* **WORK INSTRUCTIONS**
Within the records below, filter for lines carrying the word "upturned" and copy them.

▼▼▼

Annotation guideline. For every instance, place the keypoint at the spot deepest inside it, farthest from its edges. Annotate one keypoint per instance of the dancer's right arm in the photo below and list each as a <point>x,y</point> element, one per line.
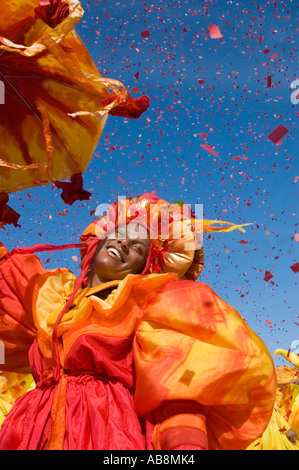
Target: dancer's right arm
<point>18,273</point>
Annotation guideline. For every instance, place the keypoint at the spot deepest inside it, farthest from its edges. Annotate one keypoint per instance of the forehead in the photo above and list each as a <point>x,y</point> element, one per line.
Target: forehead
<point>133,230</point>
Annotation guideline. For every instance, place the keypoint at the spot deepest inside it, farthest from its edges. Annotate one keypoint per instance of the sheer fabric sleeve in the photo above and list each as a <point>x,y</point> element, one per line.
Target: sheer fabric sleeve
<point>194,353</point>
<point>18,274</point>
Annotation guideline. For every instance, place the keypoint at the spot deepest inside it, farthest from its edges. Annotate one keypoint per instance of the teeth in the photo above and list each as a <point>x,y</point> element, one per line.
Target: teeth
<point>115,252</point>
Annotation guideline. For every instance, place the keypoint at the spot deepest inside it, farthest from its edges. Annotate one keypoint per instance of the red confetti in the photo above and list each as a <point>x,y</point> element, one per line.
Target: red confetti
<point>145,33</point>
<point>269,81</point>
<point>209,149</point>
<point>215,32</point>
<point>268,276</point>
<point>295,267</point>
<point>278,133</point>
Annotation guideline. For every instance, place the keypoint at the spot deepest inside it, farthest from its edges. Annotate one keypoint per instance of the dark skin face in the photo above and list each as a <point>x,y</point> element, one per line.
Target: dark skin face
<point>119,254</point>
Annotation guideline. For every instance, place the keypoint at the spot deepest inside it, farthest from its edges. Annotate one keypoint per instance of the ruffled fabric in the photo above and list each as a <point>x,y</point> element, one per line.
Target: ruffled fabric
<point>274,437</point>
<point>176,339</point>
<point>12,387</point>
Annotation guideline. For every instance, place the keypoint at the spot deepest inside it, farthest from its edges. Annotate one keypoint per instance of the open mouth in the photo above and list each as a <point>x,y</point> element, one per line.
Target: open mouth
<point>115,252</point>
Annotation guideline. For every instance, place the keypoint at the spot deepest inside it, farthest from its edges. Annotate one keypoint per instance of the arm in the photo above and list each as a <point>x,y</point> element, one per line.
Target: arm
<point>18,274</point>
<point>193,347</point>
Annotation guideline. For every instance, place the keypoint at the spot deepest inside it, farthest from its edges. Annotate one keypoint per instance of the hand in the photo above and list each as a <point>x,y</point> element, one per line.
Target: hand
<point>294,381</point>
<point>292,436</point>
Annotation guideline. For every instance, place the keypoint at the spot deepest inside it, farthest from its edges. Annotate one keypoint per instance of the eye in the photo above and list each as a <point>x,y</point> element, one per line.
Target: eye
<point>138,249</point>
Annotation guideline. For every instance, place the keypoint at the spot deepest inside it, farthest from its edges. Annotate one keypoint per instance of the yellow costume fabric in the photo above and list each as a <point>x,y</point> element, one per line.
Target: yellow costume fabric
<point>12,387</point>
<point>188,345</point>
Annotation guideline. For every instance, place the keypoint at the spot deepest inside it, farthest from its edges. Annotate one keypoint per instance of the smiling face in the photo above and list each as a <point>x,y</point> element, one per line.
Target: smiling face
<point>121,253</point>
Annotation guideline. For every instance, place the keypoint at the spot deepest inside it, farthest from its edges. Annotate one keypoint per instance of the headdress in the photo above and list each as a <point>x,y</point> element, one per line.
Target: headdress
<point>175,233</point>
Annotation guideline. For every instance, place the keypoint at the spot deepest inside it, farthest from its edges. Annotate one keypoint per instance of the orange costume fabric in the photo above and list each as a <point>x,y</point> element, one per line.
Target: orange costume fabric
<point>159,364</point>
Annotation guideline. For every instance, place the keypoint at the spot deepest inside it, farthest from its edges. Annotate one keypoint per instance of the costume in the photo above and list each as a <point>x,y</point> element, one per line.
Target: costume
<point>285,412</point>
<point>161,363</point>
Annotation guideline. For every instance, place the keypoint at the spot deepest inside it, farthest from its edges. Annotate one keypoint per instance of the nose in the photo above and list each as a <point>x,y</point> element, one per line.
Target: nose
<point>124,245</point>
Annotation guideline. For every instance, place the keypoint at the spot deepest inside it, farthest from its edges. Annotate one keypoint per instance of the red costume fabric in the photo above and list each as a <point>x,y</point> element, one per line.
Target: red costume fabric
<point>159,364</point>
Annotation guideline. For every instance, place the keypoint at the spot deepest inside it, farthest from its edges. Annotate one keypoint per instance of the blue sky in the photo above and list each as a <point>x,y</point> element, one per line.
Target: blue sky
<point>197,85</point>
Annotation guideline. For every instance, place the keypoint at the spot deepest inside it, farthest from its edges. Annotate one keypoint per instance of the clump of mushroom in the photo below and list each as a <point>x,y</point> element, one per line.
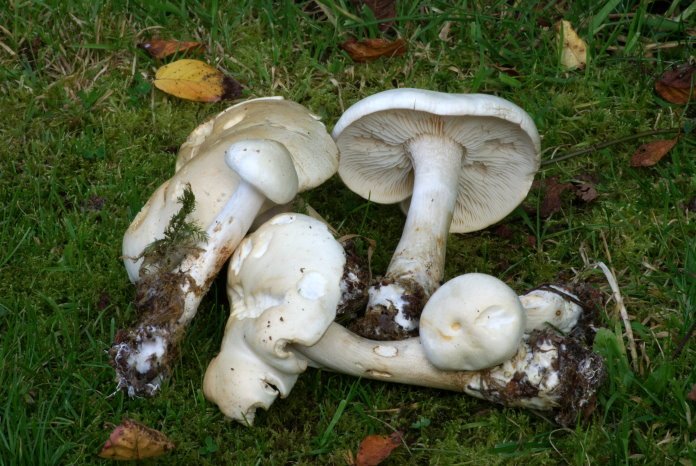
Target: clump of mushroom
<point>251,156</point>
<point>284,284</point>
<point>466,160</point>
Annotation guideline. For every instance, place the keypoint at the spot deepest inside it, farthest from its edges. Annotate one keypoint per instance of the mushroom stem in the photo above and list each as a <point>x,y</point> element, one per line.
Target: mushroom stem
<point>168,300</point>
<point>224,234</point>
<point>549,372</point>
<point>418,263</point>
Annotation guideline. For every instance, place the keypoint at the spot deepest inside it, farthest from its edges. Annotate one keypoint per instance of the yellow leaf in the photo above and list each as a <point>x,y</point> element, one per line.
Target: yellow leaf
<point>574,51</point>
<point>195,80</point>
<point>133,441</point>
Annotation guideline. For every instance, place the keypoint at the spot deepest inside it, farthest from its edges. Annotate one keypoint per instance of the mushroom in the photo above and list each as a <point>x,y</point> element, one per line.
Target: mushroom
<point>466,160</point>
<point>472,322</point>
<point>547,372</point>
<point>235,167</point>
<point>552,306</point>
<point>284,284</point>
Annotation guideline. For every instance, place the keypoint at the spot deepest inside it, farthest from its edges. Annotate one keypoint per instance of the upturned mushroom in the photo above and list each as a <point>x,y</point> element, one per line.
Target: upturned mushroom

▲▲▲

* **RESPONSE AREA**
Annotation guideline. For every instance, place the keypoint at the spot deepest inside it, farthest from its edges. Annotate one keypoint per instance of the upturned mushroom in the photo above and list each as a <point>x,y</point> element, one per line.
Target: upturned mushroom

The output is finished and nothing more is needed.